## TASK
Could you repeat every one of the items below word for word, leaving the pictures out?

==============================

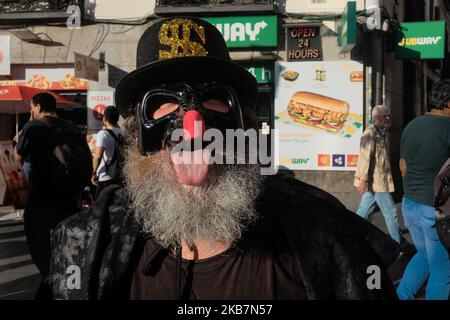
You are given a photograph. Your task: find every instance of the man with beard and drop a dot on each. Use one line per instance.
(183, 230)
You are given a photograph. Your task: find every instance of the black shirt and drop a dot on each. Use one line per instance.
(244, 272)
(36, 145)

==============================

## OUTPUT
You are given a photograph. Your task: find every instance of the man with beard and drop a dot on each. Use one line per instance.
(183, 230)
You are given a photograph. Your task: find every instance of the black shirt and drop a dot on each. Use one line per instance.
(244, 272)
(36, 145)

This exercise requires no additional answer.